◆ Records shown
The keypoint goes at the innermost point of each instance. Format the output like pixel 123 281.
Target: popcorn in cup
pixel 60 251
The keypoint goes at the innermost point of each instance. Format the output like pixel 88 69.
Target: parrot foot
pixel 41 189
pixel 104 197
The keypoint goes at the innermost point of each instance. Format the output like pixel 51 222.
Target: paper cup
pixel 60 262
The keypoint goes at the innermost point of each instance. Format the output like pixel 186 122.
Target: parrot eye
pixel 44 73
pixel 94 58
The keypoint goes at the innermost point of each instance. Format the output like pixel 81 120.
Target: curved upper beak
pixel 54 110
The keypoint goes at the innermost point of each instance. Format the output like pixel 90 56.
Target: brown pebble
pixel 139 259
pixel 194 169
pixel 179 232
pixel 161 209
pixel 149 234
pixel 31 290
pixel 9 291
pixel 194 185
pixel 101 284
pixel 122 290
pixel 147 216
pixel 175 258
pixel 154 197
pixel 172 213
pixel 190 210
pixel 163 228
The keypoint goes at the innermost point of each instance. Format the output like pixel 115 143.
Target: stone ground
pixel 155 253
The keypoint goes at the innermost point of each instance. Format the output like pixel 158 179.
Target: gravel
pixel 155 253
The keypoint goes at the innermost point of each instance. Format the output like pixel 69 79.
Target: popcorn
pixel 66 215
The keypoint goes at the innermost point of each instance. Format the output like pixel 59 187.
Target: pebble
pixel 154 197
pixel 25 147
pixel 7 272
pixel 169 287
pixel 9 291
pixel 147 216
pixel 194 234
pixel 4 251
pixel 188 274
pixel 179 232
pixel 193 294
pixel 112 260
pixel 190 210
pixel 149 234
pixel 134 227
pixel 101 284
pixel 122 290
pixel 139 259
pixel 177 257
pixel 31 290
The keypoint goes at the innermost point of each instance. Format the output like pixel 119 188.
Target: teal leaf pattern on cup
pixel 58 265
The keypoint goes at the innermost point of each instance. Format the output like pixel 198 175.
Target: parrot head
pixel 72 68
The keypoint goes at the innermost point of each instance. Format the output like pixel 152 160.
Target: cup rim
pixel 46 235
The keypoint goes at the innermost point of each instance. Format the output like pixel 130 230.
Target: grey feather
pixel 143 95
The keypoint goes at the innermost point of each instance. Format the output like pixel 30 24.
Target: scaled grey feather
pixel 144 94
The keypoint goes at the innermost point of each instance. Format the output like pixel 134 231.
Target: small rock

◆ What the task requires
Reproduce each record shown above without altering a single word.

◆ Completed task
The keypoint goes at the innermost point of each instance. Format the output like pixel 123 281.
Target: popcorn in cup
pixel 60 251
The keypoint goes at the innermost point of each instance. Format the output like pixel 88 69.
Target: parrot foot
pixel 41 189
pixel 104 197
The keypoint goes at the innermost point of each instance. Format the output like pixel 51 222.
Target: paper cup
pixel 60 262
The keypoint goes at the innermost point of each instance. Format the output like pixel 186 122.
Target: parrot eye
pixel 44 73
pixel 94 58
The keypoint goes at the innermost point of each instance. Format the output like pixel 81 120.
Target: curved upper beak
pixel 54 110
The keypoint goes at the innermost point of each instance. Format the output like pixel 90 56.
Target: brown pebble
pixel 139 259
pixel 194 169
pixel 179 232
pixel 161 209
pixel 149 234
pixel 31 290
pixel 9 291
pixel 194 185
pixel 101 284
pixel 122 290
pixel 147 216
pixel 175 258
pixel 154 197
pixel 172 213
pixel 190 210
pixel 163 228
The keypoint goes at the innermost point of each instance. Format the output like pixel 115 143.
Target: stone ground
pixel 155 253
The keypoint goes at the innermost point of each instance. Format the output like pixel 158 179.
Target: gravel
pixel 155 253
The keypoint goes at the innermost point of each instance. Format the output like pixel 69 79.
Target: popcorn
pixel 66 215
The keypoint goes at the innermost point of each instance. Format the output like pixel 59 187.
Target: pebble
pixel 154 197
pixel 25 147
pixel 7 272
pixel 169 287
pixel 9 291
pixel 147 216
pixel 194 234
pixel 4 251
pixel 188 274
pixel 179 232
pixel 193 294
pixel 112 260
pixel 190 210
pixel 149 234
pixel 134 227
pixel 101 284
pixel 122 290
pixel 139 259
pixel 177 257
pixel 31 290
The keypoint goes at the innermost point of each instance. Format the output like pixel 119 188.
Target: teal leaf pattern on cup
pixel 58 265
The keypoint goes at the innermost point of each instance. Format the output like pixel 198 175.
Target: parrot head
pixel 72 68
The keypoint goes at the innermost point of each instance. Format the output like pixel 152 160.
Target: cup rim
pixel 46 235
The keypoint goes at the innermost point of each instance. Format the output like pixel 130 230.
Target: grey feather
pixel 143 95
The keypoint goes at the innermost point of each instance. Format the output like pixel 30 24.
Target: scaled grey feather
pixel 144 94
The keypoint goes at the innermost point of each instance. Format the output like pixel 134 231.
Target: small rock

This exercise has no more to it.